____ Extract
![]() | ||
|
|
Snap Server / NAS / Storage Technical Goodies The Home for Snap Server Hacking, Storage and NAS info. And NAS / Snap Classifides |
![]() |
Thread Tools |
![]() |
#1 |
Cooling Neophyte
Join Date: May 2006
Location: Chicago, IL
Posts: 14
|
![]()
hello -
I have a dell 705N which is actually a 4100. One hard drive went out, indicated by a flashing light. Tried reformatting, and then rebuilding the raid 5, and that worked fine for awhile and then the drive apparently went out again. This prompted me to find a replacement drive. I purchased an exact replacement, the Quantum Fireball 60GB - installed, formatted the replacement, but the formatted size is not large enough to allow the raid to rebuild. I did try the /nocore format and that did not appear to change the formatted size. So I then tried taking that drive out of the snap, put into a std. PC and ran Maxtor's disc formatting utility, doing a low-level format. My thinking was that some bad blocks were keeping the drive from formatting to it's full capacity. Well that did not work either, nothing changed. I thought, OK - there must be something wrong with this drive. Found a second replacement drive, put into the snap, executed the /nocore format, and this 2nd replacement drive is formatting to the exact same size as the first one (again, too small to use to rebuild the raid). If I run an info-device, it tells me the formatted size of the 3 original drives to be 6023884, and BOTH of the replacement drives formatted to exactly 58633216. I cannot see any difference to the physical drives themselves. Could anyone please help me figure out what to do, I would greatly appreciate it! |
![]() |
![]() |
![]() |
#2 |
Cooling Savant
Join Date: Apr 2006
Location: Tennessee
Posts: 157
|
![]()
________
____ Recorded data
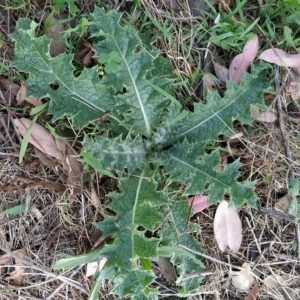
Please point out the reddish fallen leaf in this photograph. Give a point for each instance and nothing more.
(199, 202)
(210, 84)
(281, 58)
(243, 279)
(294, 90)
(243, 61)
(21, 96)
(221, 72)
(265, 117)
(253, 292)
(167, 269)
(227, 227)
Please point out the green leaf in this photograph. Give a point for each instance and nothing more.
(16, 210)
(74, 261)
(118, 153)
(294, 188)
(141, 105)
(136, 208)
(177, 231)
(216, 116)
(202, 175)
(81, 98)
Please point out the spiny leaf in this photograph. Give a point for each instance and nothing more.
(186, 165)
(117, 153)
(177, 231)
(82, 98)
(217, 115)
(141, 105)
(136, 209)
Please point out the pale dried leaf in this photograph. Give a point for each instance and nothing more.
(17, 276)
(273, 281)
(221, 72)
(210, 84)
(243, 279)
(294, 90)
(198, 202)
(45, 160)
(283, 203)
(227, 227)
(40, 138)
(5, 259)
(93, 267)
(243, 61)
(253, 292)
(265, 117)
(167, 269)
(21, 96)
(281, 58)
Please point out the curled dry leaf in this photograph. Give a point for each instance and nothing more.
(227, 227)
(21, 96)
(198, 202)
(40, 138)
(18, 276)
(281, 58)
(43, 140)
(93, 267)
(265, 117)
(167, 269)
(243, 61)
(283, 203)
(294, 90)
(243, 279)
(221, 72)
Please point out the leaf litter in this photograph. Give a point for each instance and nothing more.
(276, 180)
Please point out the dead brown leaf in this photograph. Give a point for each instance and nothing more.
(17, 276)
(21, 96)
(283, 203)
(167, 269)
(210, 84)
(40, 138)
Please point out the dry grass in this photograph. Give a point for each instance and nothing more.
(57, 222)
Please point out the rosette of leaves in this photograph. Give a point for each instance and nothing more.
(153, 145)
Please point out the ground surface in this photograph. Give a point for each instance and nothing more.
(57, 221)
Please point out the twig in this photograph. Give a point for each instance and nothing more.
(60, 286)
(286, 143)
(281, 122)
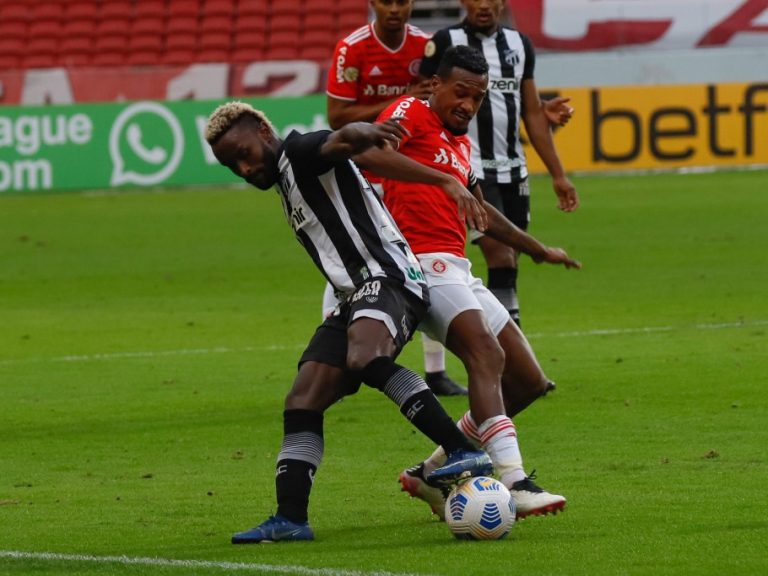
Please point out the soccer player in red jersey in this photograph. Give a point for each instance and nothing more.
(371, 68)
(504, 375)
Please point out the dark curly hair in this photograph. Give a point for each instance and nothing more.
(462, 57)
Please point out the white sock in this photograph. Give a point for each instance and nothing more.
(329, 300)
(434, 354)
(498, 437)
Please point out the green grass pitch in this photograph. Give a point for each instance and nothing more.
(147, 340)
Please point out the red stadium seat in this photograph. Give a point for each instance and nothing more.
(79, 27)
(282, 53)
(325, 21)
(14, 12)
(284, 38)
(250, 25)
(47, 12)
(147, 25)
(252, 8)
(8, 62)
(45, 28)
(316, 53)
(13, 29)
(143, 58)
(113, 27)
(82, 10)
(183, 8)
(109, 58)
(245, 55)
(181, 41)
(112, 43)
(287, 7)
(178, 57)
(212, 55)
(149, 9)
(182, 25)
(211, 24)
(219, 8)
(116, 9)
(285, 22)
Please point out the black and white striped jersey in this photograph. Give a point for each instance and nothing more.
(340, 220)
(497, 152)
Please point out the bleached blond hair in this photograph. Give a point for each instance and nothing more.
(227, 114)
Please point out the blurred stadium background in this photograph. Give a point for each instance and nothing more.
(102, 94)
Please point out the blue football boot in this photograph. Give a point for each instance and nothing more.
(275, 529)
(461, 464)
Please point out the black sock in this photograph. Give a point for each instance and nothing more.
(299, 458)
(416, 401)
(503, 283)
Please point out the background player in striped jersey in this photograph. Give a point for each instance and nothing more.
(371, 67)
(504, 375)
(353, 241)
(497, 153)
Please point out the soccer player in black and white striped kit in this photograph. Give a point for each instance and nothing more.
(346, 230)
(497, 155)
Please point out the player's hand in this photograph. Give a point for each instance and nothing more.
(557, 111)
(471, 210)
(421, 90)
(567, 198)
(557, 256)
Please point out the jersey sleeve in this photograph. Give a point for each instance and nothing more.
(344, 74)
(530, 57)
(404, 110)
(433, 52)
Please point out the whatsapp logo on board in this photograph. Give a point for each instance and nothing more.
(146, 145)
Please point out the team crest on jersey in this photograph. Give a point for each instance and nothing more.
(511, 57)
(351, 74)
(413, 67)
(439, 266)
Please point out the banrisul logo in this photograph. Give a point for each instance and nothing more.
(146, 145)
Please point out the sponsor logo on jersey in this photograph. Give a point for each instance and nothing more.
(342, 58)
(505, 85)
(439, 266)
(351, 74)
(369, 291)
(511, 57)
(413, 67)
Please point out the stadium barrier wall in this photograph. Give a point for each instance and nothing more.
(151, 143)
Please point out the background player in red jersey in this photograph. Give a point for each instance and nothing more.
(504, 375)
(371, 68)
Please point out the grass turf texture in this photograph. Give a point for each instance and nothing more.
(147, 341)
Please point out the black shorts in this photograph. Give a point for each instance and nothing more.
(380, 299)
(513, 200)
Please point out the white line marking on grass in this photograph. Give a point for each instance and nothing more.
(198, 564)
(281, 347)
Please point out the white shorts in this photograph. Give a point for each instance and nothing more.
(452, 290)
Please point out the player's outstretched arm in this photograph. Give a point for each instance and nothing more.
(357, 137)
(501, 229)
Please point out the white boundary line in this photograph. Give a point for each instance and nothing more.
(273, 348)
(198, 564)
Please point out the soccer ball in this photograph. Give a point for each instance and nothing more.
(480, 509)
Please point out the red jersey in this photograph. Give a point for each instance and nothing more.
(426, 215)
(366, 71)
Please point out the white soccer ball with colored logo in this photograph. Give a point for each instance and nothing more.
(480, 509)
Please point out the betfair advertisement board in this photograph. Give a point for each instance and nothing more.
(150, 143)
(663, 127)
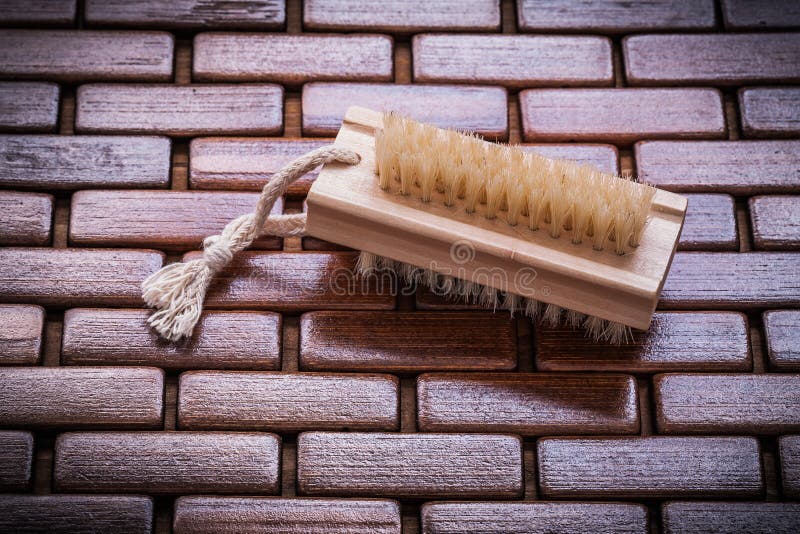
________
Reproduce the forum thread above about the Snap Server replacement drives in full, word for word.

![]() | ||
|
|
Snap Server / NAS / Storage Technical Goodies The Home for Snap Server Hacking, Storage and NAS info. And NAS / Snap Classifides |
![]() |
Thread Tools |
![]() |
#1 |
Cooling Neophyte
Join Date: May 2006
Location: Chicago, IL
Posts: 14
|
![]()
hello -
I have a dell 705N which is actually a 4100. One hard drive went out, indicated by a flashing light. Tried reformatting, and then rebuilding the raid 5, and that worked fine for awhile and then the drive apparently went out again. This prompted me to find a replacement drive. I purchased an exact replacement, the Quantum Fireball 60GB - installed, formatted the replacement, but the formatted size is not large enough to allow the raid to rebuild. I did try the /nocore format and that did not appear to change the formatted size. So I then tried taking that drive out of the snap, put into a std. PC and ran Maxtor's disc formatting utility, doing a low-level format. My thinking was that some bad blocks were keeping the drive from formatting to it's full capacity. Well that did not work either, nothing changed. I thought, OK - there must be something wrong with this drive. Found a second replacement drive, put into the snap, executed the /nocore format, and this 2nd replacement drive is formatting to the exact same size as the first one (again, too small to use to rebuild the raid). If I run an info-device, it tells me the formatted size of the 3 original drives to be 6023884, and BOTH of the replacement drives formatted to exactly 58633216. I cannot see any difference to the physical drives themselves. Could anyone please help me figure out what to do, I would greatly appreciate it! |
![]() |
![]() |
![]() |
#2 |
Cooling Savant
Join Date: Apr 2006
Location: Tennessee
Posts: 157
|
![]()